October 7, 2019 11:05 am David Mitchell –
Claudia Mercado, M.D., was attending a National Hispanic Medical Association meeting this spring when she heard pediatricians from El Paso, Texas, talking about the work they were doing to help asylum-seekers in that border town.
Mercado, who splits time between her clinics in Laredo, Texas, and Greensboro, N.C., was motivated to find out what was happening in her own Texas border town. What she found was upsetting.
"Conditions were horrible," she said. "I wanted to do something."
U.S. Customs and Border Protection was releasing two busloads of migrants per day -- one in the morning and one at night -- near the border, she said. A faith-based nonprofit opened La Frontera Shelter in March to offer food, shelter, clothing and a place for reunification for migrants, the majority of whom had arrived at the border in family units.
Mercado's clinic is just minutes from the shelter, so she went to see what she could do to help.
"I asked if anyone needed a doctor," she said. "People started lining up."
And the lines kept growing.
Mercado saw people who were dehydrated, depressed and suffering from anxiety, and others who were severely ill.
"I thought, 'We need help. This is a public health crisis,'" Mercado said.
Before her next trip to the shelter, Mercado used her own money to purchase a scale, thermometer, gloves and OTC medications.
On weekdays, Mercado worked from 8 a.m. to 5 p.m. at her own clinic and from 5 to 10 p.m. at the shelter. She also put in 10-hour days at the shelter on weekends.
In August, CBP implemented the administration's, "Migrant Protection Protocols" policy in Laredo, which requires migrants to stay on the Mexican side of the border until asylum requests are processed.
From March to August, Mercado said the shelter aided roughly 20,000 people, while its clinic treated about 6,000. Now the number of asylum-seekers entering at Laredo has dropped from 200 a day to less than 10, Mercado said.
During the peak volume period, Mercado turned to groups such as Physician Moms and Physician Women for Democratic Principles on Facebook for help and received money for supplies, as well as volunteers.
"I had patients with influenza, but who was going to pay for Tamiflu?" said Mercado, who is still seeking physician volunteers to help in the border clinic.
Mercado's work with immigrants isn't limited to the care she provides at the border. She moved from Laredo to Greensboro two years ago when her husband changed jobs, but she kept the Texas clinic open and rotates sites every week. She said she kept her Laredo clinic open because the city is one of the poorest in the Lone Star State and it suffers from a shortage of health professionals. Per capita annual income in Laredo, which is 95% Hispanic, is less than $17,000, according to the U.S. Census.
Mercado opened a direct primary care practice in Greensboro because the area has a large uninsured immigrant population. Patients pay her a fee every three months, and she helps them find affordable medications and labs.
Mercado was invited to submit a policy brief about the work she has done with colleagues at La Frontera -- including recommendations to improve the process of providing care to asylum-seekers -- by the staff of Rep. Henry Cuellar, D-Texas. She is scheduled to meet with Cuellar's staff Oct. 18 in Washington, D.C.
"I'm a first-generation immigrant myself," said Mercado, who came to the United States as a student at 17 and became a U.S. citizen while she was in medical school. "I know the challenges asylum-seekers face to come here. They leave their own countries for a place where they don't know the language, are apart from their families and struggle to survive. Physicians have a platform from which to serve directly but also to advocate with our patients as they struggle with so many intersecting social determinants of health. We are at a critical moment, when we can leverage our power for so much good."

____________________

STUDY QUESTIONS:
[a] Please rewrite the article between "In August, CBP" and "the border clinic.", inclusive, substituting "antivirals" for "Tamiflu".
[b] For each statement, answer yes or no according to the article and quote the words that decide it. (i) La Frontera Shelter opened in March. (ii) Mercado came to the United States at age 21. (iii) Patients at Mercado's Greensboro practice pay her a fee every month.

SUPPLIED MATERIAL:
____________________

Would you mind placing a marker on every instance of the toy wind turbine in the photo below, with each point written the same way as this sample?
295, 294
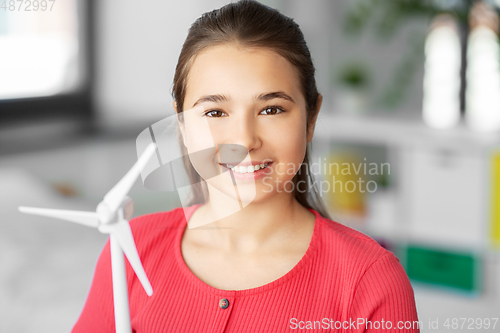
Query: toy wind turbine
111, 217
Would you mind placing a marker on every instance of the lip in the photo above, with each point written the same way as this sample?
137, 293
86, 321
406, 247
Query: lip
249, 175
254, 163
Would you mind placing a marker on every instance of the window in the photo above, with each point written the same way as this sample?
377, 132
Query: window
45, 62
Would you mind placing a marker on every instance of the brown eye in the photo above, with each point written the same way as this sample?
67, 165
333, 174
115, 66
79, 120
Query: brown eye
215, 113
272, 110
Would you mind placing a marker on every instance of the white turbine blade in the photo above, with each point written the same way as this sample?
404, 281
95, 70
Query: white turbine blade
89, 219
115, 196
122, 232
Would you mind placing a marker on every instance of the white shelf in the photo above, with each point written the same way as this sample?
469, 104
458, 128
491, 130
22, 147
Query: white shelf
400, 131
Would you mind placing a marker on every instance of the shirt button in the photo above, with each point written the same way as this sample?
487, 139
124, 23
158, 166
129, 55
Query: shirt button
223, 303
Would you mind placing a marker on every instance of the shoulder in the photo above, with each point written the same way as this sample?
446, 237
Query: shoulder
160, 225
349, 245
348, 251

____________________

ANSWERS:
[a]
In August, CBP implemented the administration's, "Migrant Protection Protocols" policy in Laredo, which requires migrants to stay on the Mexican side of the border until asylum requests are processed.
From March to August, Mercado said the shelter aided roughly 20,000 people, while its clinic treated about 6,000. Now the number of asylum-seekers entering at Laredo has dropped from 200 a day to less than 10, Mercado said.
During the peak volume period, Mercado turned to groups such as Physician Moms and Physician Women for Democratic Principles on Facebook for help and received money for supplies, as well as volunteers.
"I had patients with influenza, but who was going to pay for antivirals?" said Mercado, who is still seeking physician volunteers to help in the border clinic.

[b]
(i) Yes: "A faith-based nonprofit opened La Frontera Shelter in March"
(ii) No: "came to the United States as a student at 17"
(iii) No: "Patients pay her a fee every three months"